TASK INSTRUCTIONS
Every line below should be repeated exactly.

++++ THE INPUT

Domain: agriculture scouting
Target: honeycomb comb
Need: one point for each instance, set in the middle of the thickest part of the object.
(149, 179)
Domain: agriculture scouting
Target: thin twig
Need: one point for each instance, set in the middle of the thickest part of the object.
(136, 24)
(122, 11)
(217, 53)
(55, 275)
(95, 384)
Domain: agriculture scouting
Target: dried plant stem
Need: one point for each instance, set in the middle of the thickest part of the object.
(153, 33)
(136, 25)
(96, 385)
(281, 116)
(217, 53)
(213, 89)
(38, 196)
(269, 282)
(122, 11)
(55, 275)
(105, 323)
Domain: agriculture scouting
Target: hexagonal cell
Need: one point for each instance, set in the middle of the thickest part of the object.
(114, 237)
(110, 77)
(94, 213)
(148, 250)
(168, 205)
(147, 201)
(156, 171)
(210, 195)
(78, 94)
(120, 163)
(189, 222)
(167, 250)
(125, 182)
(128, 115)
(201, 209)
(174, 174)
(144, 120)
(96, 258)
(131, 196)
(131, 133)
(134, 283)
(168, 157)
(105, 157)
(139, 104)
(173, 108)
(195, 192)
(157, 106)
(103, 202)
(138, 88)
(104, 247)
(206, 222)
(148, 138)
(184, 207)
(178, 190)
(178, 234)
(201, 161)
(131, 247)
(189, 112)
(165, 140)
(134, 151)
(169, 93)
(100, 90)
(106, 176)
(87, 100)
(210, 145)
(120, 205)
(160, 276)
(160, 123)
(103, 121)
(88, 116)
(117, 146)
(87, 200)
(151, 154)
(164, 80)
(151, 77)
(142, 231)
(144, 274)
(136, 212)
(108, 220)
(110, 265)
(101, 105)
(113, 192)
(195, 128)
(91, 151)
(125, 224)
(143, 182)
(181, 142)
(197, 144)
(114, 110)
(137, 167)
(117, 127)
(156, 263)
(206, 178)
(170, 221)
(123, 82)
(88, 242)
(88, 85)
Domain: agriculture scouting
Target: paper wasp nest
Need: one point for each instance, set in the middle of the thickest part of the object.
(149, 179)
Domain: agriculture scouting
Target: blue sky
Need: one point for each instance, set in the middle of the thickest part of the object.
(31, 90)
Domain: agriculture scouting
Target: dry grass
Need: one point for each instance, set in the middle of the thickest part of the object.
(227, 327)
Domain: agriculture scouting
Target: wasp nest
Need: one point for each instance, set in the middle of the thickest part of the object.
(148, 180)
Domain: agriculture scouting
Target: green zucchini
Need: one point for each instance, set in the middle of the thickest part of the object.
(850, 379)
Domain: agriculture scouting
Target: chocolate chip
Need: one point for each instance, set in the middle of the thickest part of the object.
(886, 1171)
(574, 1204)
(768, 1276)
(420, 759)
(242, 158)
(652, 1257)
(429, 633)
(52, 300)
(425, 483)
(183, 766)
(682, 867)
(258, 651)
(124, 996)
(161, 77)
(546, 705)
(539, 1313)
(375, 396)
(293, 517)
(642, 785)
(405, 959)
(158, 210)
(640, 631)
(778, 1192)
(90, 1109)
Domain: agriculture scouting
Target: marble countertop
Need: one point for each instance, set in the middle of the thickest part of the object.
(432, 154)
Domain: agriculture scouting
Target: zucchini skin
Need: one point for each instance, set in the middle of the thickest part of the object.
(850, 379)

++++++++

WORKED SOLUTION
Domain: agriculture scouting
Target: honeycomb comb
Need: one point for each instance, set in the middle of the thickest part of the object.
(149, 179)
Domain: agriculture scouting
Target: thin twig
Need: one point for each instance, set in the middle of the thickest part of the object.
(136, 24)
(122, 11)
(217, 53)
(55, 275)
(95, 384)
Domain: agriculture scouting
Target: dried plant stem
Need: one point for each instance, set in the middle of the thickest part of the object.
(153, 33)
(136, 25)
(96, 385)
(281, 116)
(217, 53)
(213, 89)
(38, 196)
(269, 282)
(122, 11)
(55, 275)
(105, 323)
Domain: agriculture scouting
Target: hexagonal cell
Need: one point for each instance, set in the middle of the thickest part of the object.
(114, 237)
(110, 77)
(94, 213)
(148, 250)
(168, 205)
(147, 201)
(156, 171)
(210, 195)
(78, 94)
(120, 163)
(189, 222)
(167, 250)
(125, 182)
(128, 115)
(201, 209)
(174, 174)
(144, 120)
(96, 258)
(131, 196)
(131, 133)
(134, 283)
(168, 157)
(105, 157)
(139, 104)
(173, 108)
(195, 192)
(157, 106)
(103, 202)
(138, 88)
(104, 247)
(206, 222)
(148, 138)
(184, 207)
(178, 190)
(178, 234)
(201, 161)
(131, 247)
(189, 112)
(165, 140)
(134, 151)
(169, 93)
(100, 90)
(106, 176)
(87, 100)
(210, 145)
(120, 205)
(160, 276)
(160, 123)
(103, 121)
(88, 116)
(117, 146)
(87, 200)
(151, 154)
(164, 80)
(151, 77)
(142, 231)
(144, 274)
(136, 212)
(108, 220)
(110, 265)
(101, 105)
(113, 192)
(195, 128)
(91, 151)
(125, 224)
(143, 182)
(181, 142)
(197, 144)
(114, 110)
(137, 167)
(117, 127)
(156, 263)
(206, 178)
(170, 221)
(123, 82)
(88, 242)
(88, 85)
Domain: agriculture scouting
Target: paper wasp nest
Need: one point for each instance, set in the middle of the thickest part of the object.
(149, 179)
Domain: agriculture scouting
Target: blue sky
Need: one point for each instance, set in the middle of the thickest part of the object.
(31, 90)
Domain: agriculture scouting
Target: dry grass
Need: one point for each instance, set in the middle of the thickest part of the object.
(227, 327)
Domain: agriculture scouting
Target: wasp nest
Need: one point for each instance, set in the middle of the thickest part of the object.
(148, 180)
Domain: agriculture scouting
Target: green zucchini
Need: one point for each instance, set in the middle of the thickest part of the object.
(850, 379)
Domain: agriculture scouting
Target: chocolate chip
Need: one point for each instance, set in the middle of the thickest part of the object.
(886, 1171)
(574, 1204)
(768, 1276)
(420, 759)
(242, 158)
(652, 1257)
(429, 633)
(52, 300)
(425, 483)
(183, 766)
(682, 867)
(258, 651)
(124, 996)
(161, 77)
(546, 705)
(539, 1313)
(375, 396)
(293, 517)
(642, 785)
(405, 959)
(158, 210)
(640, 631)
(778, 1192)
(90, 1109)
Domain: agriculture scouting
Target: marble countertop
Need: one point for each instance, set in the middle of the thickest part of the object.
(432, 154)
Domain: agriculture scouting
Target: zucchini skin
Need: one point for each instance, set in the middle of the thickest part of the object.
(850, 379)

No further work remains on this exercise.